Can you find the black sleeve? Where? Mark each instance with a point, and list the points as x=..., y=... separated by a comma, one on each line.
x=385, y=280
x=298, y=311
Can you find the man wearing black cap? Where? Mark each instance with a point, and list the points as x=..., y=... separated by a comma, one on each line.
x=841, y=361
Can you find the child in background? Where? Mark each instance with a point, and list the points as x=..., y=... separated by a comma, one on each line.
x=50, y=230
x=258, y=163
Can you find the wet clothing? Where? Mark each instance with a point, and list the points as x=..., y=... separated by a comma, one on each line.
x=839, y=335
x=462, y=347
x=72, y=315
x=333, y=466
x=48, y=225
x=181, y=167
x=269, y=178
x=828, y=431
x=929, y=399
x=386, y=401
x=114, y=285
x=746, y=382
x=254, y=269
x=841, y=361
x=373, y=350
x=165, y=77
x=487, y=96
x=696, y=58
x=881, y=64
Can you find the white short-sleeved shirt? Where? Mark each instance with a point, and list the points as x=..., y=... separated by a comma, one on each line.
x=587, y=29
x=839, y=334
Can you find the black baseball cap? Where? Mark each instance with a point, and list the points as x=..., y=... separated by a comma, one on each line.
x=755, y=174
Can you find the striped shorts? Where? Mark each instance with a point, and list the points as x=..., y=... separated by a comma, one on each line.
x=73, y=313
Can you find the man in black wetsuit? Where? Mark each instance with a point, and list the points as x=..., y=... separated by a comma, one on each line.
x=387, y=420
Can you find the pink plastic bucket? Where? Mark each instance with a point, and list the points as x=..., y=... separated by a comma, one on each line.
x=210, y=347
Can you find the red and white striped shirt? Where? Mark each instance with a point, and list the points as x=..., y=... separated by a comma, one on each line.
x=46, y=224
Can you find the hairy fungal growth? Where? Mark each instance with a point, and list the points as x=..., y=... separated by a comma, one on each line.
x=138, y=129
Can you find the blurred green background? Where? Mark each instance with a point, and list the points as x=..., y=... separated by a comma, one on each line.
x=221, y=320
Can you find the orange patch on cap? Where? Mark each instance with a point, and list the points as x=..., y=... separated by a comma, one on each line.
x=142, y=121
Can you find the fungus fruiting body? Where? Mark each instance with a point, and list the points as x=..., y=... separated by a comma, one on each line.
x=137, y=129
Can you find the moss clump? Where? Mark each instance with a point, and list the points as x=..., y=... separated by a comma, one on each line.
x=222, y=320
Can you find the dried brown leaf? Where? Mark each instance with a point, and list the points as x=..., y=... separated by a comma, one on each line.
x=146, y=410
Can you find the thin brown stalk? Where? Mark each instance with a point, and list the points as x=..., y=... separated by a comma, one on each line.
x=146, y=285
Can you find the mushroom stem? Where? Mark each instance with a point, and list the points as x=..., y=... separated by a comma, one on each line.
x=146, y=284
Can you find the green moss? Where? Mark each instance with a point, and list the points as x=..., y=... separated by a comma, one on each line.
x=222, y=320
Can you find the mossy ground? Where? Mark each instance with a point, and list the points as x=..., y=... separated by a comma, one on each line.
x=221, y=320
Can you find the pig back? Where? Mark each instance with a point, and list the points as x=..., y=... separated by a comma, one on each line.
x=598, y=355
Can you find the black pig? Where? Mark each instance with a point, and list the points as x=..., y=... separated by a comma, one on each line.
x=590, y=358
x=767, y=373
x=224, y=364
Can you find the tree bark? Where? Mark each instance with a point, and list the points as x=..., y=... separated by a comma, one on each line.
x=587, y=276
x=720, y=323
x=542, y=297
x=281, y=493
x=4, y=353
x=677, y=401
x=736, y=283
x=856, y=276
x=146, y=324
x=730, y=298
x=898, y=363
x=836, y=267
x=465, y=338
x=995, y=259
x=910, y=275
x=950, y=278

- **Your assignment**: A faithful retyping of every entry above is the task.

- **Solution**:
Can you find the black sleeve? Where? Mark each instance with a point, and list the points as x=..., y=... separated by a comma, one on each line.
x=385, y=280
x=298, y=311
Can you find the man wearing black cap? Where? Mark each instance with a point, and list the points as x=..., y=... separated by a comma, one on each line.
x=841, y=361
Can you find the child in background? Where? Mark each instance with a point, and list the points as x=..., y=... separated by a comma, one on each line.
x=50, y=230
x=258, y=163
Can you find the wet clothing? Where? Mark each instance with a point, and list the points as x=..., y=... separated by a comma, one on each line.
x=839, y=335
x=462, y=347
x=72, y=315
x=333, y=466
x=48, y=225
x=181, y=167
x=269, y=178
x=828, y=431
x=929, y=399
x=386, y=401
x=114, y=285
x=746, y=382
x=254, y=269
x=841, y=361
x=373, y=350
x=165, y=77
x=487, y=96
x=696, y=58
x=881, y=64
Can you find the white short-sleeved shirt? Where? Mark each instance with a point, and list the points as x=..., y=... separated by a comma, one on each line.
x=587, y=29
x=839, y=334
Can you find the black baseball cap? Where? Mark each instance with a point, and list the points as x=..., y=... separated by a comma, one on each line.
x=755, y=174
Can you find the striped shorts? Where? Mark each instance with a point, and list the points as x=..., y=... separated by a comma, one on each line.
x=73, y=313
Can you find the man in black wetsuit? Where? Mark each instance with a point, and list the points as x=..., y=... separated by a comma, one on each line.
x=387, y=420
Can you find the pink plastic bucket? Where? Mark each instance with a point, and list the points as x=..., y=... separated by a comma, one on each line.
x=210, y=347
Can you find the red and white striped shirt? Where? Mark each instance with a point, and list the points as x=..., y=... separated by a comma, one on each line.
x=46, y=224
Can you find the hairy fungal growth? Where? Mark each instance with a point, and list the points as x=..., y=... separated by a comma, one on each line.
x=138, y=129
Can you find the blurred green background? Where? Mark each instance with a point, and list the points as x=..., y=... separated by a comma, one on each line.
x=221, y=320
Can you find the orange patch on cap? Where? Mark each instance with a point, and list the points as x=..., y=... separated by a comma, one on each line.
x=142, y=121
Can you find the fungus fruiting body? Where? Mark each instance with a point, and list the points as x=..., y=... separated by a comma, one on each line.
x=137, y=129
Can you find the moss clump? Where? Mark each instance with a point, and list the points as x=..., y=... separated by a comma, one on each line.
x=222, y=320
Can you find the dried brown leaf? Where? Mark each instance with a point, and list the points as x=..., y=... separated by a comma, one on each line.
x=146, y=410
Can you find the thin brown stalk? Where? Mark each instance with a point, and list the points as x=..., y=... separated by a comma, one on each line.
x=146, y=285
Can you find the mushroom stem? Where? Mark each instance with a point, and list the points as x=..., y=... separated by a comma, one on each line.
x=146, y=284
Can you find the green moss? Where? Mark each instance with a point, and list the points as x=..., y=... separated by a comma, one on each line.
x=222, y=320
Can you find the mossy ground? Where? Mark each instance with a point, and list the points as x=..., y=... separated by a comma, one on each line.
x=221, y=320
Can you find the pig back? Where? Mark each instance with a point, and list the points as x=..., y=... separated by a comma, one on each line.
x=598, y=355
Can you find the black pig? Where? Mark each instance with a point, and list the points as x=..., y=... separated by a comma, one on each line.
x=590, y=358
x=767, y=373
x=224, y=364
Can you find the tree bark? Where? Mark each instance with a point, and list the points as x=..., y=... separated by a comma, one on each line.
x=587, y=276
x=720, y=323
x=542, y=297
x=281, y=493
x=4, y=353
x=677, y=401
x=736, y=283
x=856, y=276
x=146, y=324
x=730, y=298
x=898, y=363
x=836, y=267
x=465, y=338
x=995, y=259
x=910, y=275
x=950, y=278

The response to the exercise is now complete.